### DOCUMENT SECTION

Story by Munira Fatima (Follow her on Twitter @MuniraFatima_)

 

One particular morning in 1892, somewhere in Secunderabad, women from the cream of Hyderabadi society gathered outside a small, dark room protected by high walls. Inside this room sat a machine that had become the talk of the town.

The women would go inside the room one by one, where they would be welcomed by a wooden box sitting on three legs. On one side of this box was a small, round glass. They would be asked to sit still for a minute and pose freely as the machine clicked their photograph!

Although they might have been chauffeured to this place by the men and servants of their family, these two rooms were only reserved for women. Together, these two makeshift rooms constituted the ‘zenana’ photo studio, where only women could photograph women.

How was this possible at a time when the purdah system was so strictly followed and upper class women highly scrutinised? To understand that, we will have to look at the ‘zenana’ and the emergence of zenana studios in the second half of the 1800s.

The word ‘zenana’ means ‘of women’ in Persian. In India, it was used to refer to the quarter of the palace or a household where women and their attendants lived.

Aristocratic women in nineteenth century India were supposed to live their lives in partial seclusion, behind the ‘purdah’ (literally, curtain), under the watchful gaze of men: be it their relatives or their guards.

 

 

The colonial government introduced the camera to India in 1840 to document the lives of natives: their costume, their rituals, and so on and so forth. Soon, professional photography entered the scene, and within a matter of decades, the camera was not unheard of in India.

Yet, it was difficult to photograph upper class women without ruffling a few feathers. The main reason being that it was considered ‘undignified’ for upper-class women to indulge in such practices. This allowed a potential market for professional women photographers.

As Siddhartha Ghosh, the authority on photography in Bengal, writes, “it is quite possible that women photographers came into being to solve the problems of taking pictures of those women who had lived behind the purdah, hidden from the disrespectful glances of the commoners.”

Inside that dark room in Secunderabad was a woman named Mrs. Kenny-Lavick, whose husband was a correspondent for the Deccan Times. The studio was staffed exclusively by women: both foreign and native.

The major difference between the studio and earlier attempts to photograph women was that it was the first major space where women could come and be photographed, instead of having their privacy and dignity violated.

A famous practitioner of the latter was Sawai Ram Singh II, the Maharaja of Jaipur, who, in the 1860s and 70s, photographed the women living in his zenana. Using his unrestricted access to the zenana, he tried to lift the purdah to show that there was no dirt behind it.

######

WRITTEN EXERCISE 1: Count the rows that contain the string "person", treating case as significant, and give only the number.
The article and the rows below have no connection to each other.

### PROVIDED RECORDS

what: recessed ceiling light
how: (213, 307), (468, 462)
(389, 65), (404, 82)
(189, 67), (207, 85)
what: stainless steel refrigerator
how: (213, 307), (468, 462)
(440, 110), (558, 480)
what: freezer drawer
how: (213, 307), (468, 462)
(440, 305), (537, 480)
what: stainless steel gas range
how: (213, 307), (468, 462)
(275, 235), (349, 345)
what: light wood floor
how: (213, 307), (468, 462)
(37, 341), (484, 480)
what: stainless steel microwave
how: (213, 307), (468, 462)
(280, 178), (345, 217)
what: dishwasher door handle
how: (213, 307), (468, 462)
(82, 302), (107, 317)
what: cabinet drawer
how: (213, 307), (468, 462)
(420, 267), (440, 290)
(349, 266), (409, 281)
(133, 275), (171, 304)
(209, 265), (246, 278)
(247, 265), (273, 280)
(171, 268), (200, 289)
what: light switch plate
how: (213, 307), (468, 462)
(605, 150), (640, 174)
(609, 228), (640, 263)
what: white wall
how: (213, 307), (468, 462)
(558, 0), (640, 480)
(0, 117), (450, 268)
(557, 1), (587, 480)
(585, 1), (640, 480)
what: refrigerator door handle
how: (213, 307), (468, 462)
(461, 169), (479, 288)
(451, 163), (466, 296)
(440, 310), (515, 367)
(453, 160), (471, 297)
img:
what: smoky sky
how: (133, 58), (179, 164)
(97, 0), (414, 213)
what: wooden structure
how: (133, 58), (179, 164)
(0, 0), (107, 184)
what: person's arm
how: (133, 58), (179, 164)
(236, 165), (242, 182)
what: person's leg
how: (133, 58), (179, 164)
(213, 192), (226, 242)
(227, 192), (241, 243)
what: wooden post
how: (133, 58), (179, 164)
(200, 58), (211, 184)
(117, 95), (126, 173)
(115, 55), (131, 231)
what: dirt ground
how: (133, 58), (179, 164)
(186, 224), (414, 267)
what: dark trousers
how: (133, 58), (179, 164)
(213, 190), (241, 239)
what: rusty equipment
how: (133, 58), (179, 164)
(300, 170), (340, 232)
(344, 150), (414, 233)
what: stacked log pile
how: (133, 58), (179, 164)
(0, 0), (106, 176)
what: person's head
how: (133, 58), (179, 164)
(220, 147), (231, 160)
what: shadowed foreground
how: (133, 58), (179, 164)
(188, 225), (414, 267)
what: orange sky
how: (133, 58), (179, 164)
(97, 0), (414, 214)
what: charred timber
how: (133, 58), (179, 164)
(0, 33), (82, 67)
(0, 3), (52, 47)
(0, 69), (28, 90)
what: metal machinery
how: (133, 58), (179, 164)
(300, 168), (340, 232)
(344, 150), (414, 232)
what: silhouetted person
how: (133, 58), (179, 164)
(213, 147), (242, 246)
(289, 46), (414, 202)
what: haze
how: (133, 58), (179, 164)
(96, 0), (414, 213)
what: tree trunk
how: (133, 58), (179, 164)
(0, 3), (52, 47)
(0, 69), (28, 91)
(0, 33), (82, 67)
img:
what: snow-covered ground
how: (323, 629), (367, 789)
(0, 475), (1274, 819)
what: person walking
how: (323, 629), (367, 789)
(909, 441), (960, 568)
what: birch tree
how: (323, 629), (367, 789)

######

WRITTEN EXERCISE 2: Copy out the article on zenana photo studios, everything from "How was this" down to "their attendants lived.", swapping "Persian" for "Urdu".

FULL OUTPUT 1: 5

FULL OUTPUT 2:
How was this possible at a time when the purdah system was so strictly followed and upper class women highly scrutinised? To understand that, we will have to look at the ‘zenana’ and the emergence of zenana studios in the second half of the 1800s.

The word ‘zenana’ means ‘of women’ in Urdu. In India, it was used to refer to the quarter of the palace or a household where women and their attendants lived.